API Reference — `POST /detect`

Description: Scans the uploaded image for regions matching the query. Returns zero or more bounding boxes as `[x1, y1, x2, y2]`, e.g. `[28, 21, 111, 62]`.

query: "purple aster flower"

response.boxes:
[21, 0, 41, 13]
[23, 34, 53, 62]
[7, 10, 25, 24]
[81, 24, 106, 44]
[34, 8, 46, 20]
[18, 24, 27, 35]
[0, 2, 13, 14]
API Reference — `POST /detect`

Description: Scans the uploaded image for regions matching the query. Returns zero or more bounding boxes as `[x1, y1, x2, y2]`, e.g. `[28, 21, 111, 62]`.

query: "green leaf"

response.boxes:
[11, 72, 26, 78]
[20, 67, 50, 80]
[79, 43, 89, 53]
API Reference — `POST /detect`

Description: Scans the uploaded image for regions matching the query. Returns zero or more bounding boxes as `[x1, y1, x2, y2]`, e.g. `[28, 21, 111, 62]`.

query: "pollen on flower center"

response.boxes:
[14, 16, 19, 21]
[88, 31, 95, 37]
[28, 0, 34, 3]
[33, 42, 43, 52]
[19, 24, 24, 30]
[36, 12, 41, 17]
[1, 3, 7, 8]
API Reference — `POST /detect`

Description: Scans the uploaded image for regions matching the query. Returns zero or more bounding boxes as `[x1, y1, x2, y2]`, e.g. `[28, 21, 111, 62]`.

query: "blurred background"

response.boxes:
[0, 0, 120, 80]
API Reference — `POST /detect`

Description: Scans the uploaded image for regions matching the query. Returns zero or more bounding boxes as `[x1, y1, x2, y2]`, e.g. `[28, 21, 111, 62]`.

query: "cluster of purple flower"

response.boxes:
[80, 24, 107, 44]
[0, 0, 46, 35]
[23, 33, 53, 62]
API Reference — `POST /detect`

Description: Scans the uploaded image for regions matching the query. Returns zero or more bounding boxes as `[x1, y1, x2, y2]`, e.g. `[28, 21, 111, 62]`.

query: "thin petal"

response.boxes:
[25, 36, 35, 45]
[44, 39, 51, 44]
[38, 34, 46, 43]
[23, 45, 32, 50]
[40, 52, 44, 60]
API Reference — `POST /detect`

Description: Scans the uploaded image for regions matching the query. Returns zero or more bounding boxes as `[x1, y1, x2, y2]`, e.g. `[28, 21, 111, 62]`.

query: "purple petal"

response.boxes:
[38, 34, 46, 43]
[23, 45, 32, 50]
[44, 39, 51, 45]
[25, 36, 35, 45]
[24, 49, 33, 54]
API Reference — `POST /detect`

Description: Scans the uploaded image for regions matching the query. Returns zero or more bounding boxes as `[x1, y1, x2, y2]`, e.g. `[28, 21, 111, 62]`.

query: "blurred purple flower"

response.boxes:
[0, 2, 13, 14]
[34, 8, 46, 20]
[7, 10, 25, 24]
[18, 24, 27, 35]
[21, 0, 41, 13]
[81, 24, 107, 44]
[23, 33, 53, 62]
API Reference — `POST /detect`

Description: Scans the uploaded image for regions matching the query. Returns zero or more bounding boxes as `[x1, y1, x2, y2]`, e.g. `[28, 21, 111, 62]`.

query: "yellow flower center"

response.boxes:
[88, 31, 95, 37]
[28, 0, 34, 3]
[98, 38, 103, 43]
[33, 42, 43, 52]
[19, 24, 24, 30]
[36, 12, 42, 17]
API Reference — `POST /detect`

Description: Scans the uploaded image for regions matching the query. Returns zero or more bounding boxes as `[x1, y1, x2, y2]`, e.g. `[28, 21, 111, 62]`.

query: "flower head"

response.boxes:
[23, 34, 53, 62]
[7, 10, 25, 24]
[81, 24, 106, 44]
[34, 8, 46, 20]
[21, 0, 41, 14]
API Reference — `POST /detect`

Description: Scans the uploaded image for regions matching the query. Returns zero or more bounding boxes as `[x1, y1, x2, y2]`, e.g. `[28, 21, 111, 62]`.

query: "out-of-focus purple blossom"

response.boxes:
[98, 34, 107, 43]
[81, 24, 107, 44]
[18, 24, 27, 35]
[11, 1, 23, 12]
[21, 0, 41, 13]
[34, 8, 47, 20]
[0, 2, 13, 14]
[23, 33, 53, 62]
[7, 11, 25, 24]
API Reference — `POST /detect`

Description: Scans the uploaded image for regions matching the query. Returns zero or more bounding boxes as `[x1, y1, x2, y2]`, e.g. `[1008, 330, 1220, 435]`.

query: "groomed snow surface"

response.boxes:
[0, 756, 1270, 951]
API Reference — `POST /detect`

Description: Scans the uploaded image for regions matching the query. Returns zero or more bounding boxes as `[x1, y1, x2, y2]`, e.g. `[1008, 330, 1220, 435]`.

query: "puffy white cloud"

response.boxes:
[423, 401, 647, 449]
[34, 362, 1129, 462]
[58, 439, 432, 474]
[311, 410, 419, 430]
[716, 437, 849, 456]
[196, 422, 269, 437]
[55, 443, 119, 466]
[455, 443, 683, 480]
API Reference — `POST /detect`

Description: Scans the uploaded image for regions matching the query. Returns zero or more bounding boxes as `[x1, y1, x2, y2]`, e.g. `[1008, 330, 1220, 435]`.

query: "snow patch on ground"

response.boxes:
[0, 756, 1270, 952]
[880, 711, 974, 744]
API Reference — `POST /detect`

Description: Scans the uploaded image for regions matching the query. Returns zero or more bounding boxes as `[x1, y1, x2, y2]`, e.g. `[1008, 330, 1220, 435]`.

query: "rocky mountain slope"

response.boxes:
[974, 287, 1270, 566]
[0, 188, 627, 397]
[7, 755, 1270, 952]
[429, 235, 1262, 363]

________________________________________

**EXERCISE OBJECTIVE:** Copy out every row above, keeping each character and line break the same.

**RESULT FOR THIS EXERCISE:**
API Reference — `POST /detect`

Description: Scans the uploaded image for regions matching the query. Returns zero or more bounding boxes as `[x1, y1, x2, y2]`, e.g. `[28, 21, 111, 62]`.

query: "purple aster flower"

response.boxes:
[21, 0, 41, 13]
[23, 34, 53, 62]
[7, 10, 25, 24]
[81, 24, 106, 44]
[34, 8, 46, 20]
[18, 24, 27, 35]
[0, 2, 13, 14]
API Reference — `POST /detect`

Description: Scans the uploaded image for regions matching the query. Returns zero or more bounding boxes as `[x1, y1, x2, y2]`, e.g. `[28, 21, 111, 62]`.

query: "green leaf"

response.boxes:
[11, 72, 26, 78]
[20, 67, 50, 80]
[79, 43, 89, 53]
API Reference — `POST /detect`

Description: Scans the uploaded image for regions matching the query. Returns zero or more bounding boxes as `[x1, y1, x2, y2]`, e.g. `[28, 21, 111, 62]`.

query: "pollen on flower center"

response.boxes:
[14, 16, 19, 21]
[88, 31, 95, 37]
[28, 0, 34, 3]
[33, 42, 43, 52]
[19, 24, 24, 30]
[36, 12, 41, 17]
[1, 3, 7, 8]
API Reference — `POST /detect`

Description: Scans the uploaded image for regions matching the query. Returns zero or more bounding boxes as `[x1, y1, x2, y2]`, e.g. `[28, 21, 111, 62]`.

query: "blurred background"

response.boxes:
[0, 0, 120, 80]
API Reference — `POST /detect`

Description: Scans the uploaded image for regions matching the query. Returns zero or more bounding boxes as `[x1, y1, x2, y2]`, e.g. `[28, 21, 111, 62]`.

query: "cluster of purple flower"

response.boxes:
[80, 24, 107, 44]
[0, 0, 46, 35]
[23, 33, 53, 62]
API Reference — `POST /detect`

Description: Scans the uploaded image for regions matching the query. Returns zero or more bounding boxes as `[x1, y1, x2, y2]`, e.g. `[28, 21, 111, 62]`.

query: "thin petal"

response.boxes:
[25, 36, 35, 45]
[44, 39, 51, 44]
[38, 34, 46, 43]
[23, 45, 32, 50]
[40, 52, 44, 60]
API Reference — `POST /detect`

Description: Scans the uploaded image for regions matching the query. Returns zero or more bounding boxes as `[x1, y1, x2, y2]`, e.g. `[28, 21, 111, 62]`.

query: "purple petal"

response.boxes:
[38, 34, 46, 43]
[23, 45, 32, 50]
[44, 39, 51, 45]
[25, 36, 35, 45]
[24, 49, 33, 54]
API Reference — `POST /detect`

Description: Scans the uploaded image for regions matching the query. Returns zero or more bounding boxes as `[x1, y1, x2, y2]`, e.g. `[28, 21, 111, 62]`.

query: "blurred purple flower"

response.boxes:
[0, 2, 13, 14]
[34, 8, 46, 20]
[7, 10, 25, 24]
[18, 24, 27, 35]
[21, 0, 41, 13]
[81, 24, 107, 44]
[23, 33, 53, 62]
API Reference — `POST /detect`

Description: Scans the uploaded image for regions matching the query. Returns zero or more bounding boxes as `[x1, y1, x2, y2]`, e.g. `[28, 21, 111, 62]`.

query: "yellow flower center"

response.boxes:
[88, 31, 95, 37]
[28, 0, 34, 3]
[98, 38, 103, 43]
[33, 42, 43, 52]
[19, 24, 24, 30]
[36, 12, 42, 17]
API Reference — `POST /detect`

Description: Scans the uploaded image for regions matching the query. Returns zero or more bounding boxes as `[x1, y1, x2, y2]`, e.g. `[28, 21, 111, 62]`.

query: "flower head"

response.boxes:
[23, 34, 53, 62]
[7, 10, 25, 24]
[81, 24, 106, 44]
[34, 8, 46, 20]
[21, 0, 41, 14]
API Reference — `POST /detect`

Description: Scans the uploaded image for regions matching the query. Returns zero or more bounding boxes as `[x1, y1, x2, y2]`, e.g. `[28, 21, 111, 62]`.

query: "out-of-focus purple blossom"

response.boxes:
[98, 34, 107, 43]
[81, 24, 107, 44]
[18, 24, 27, 35]
[11, 1, 23, 12]
[21, 0, 41, 13]
[34, 8, 47, 20]
[0, 2, 13, 14]
[23, 33, 53, 62]
[7, 11, 25, 24]
API Reference — `POST /detect`

Description: Scans the uploaded image for regions matching the query. Returns zero or more bounding boxes as `[x1, y1, x2, y2]`, e.g. `[1008, 330, 1220, 435]`.

query: "groomed snow surface"

response.boxes:
[0, 756, 1270, 951]
API Reference — `POST /detect`

Description: Scans the uploaded image for regions matching the query. Returns zero or more bounding boxes as `[x1, y1, x2, y2]`, e.g. `[1008, 330, 1220, 435]`.

query: "puffy white cloud"

response.boxes:
[423, 401, 647, 449]
[34, 362, 1129, 462]
[58, 439, 432, 474]
[311, 410, 419, 430]
[716, 437, 849, 456]
[196, 422, 269, 437]
[55, 443, 119, 466]
[455, 443, 683, 480]
API Reference — `POST /detect`

Description: Scans the uploaded image for regions matching the query. Returns zero or more bounding boxes as `[x1, y1, x2, y2]`, e.g. `[1008, 330, 1220, 435]`.

query: "snow patch on ground"

response.boxes:
[0, 756, 1270, 952]
[880, 711, 974, 744]
API Reference — `POST /detect`

Description: Scans the uploaded image for regions matching the query. Returns zero or more bounding boxes as `[x1, y1, x2, y2]`, e.g. `[1008, 330, 1220, 435]`.

query: "rocky mountain slope"

response.boxes:
[974, 287, 1270, 566]
[0, 188, 627, 397]
[7, 755, 1270, 952]
[429, 235, 1262, 363]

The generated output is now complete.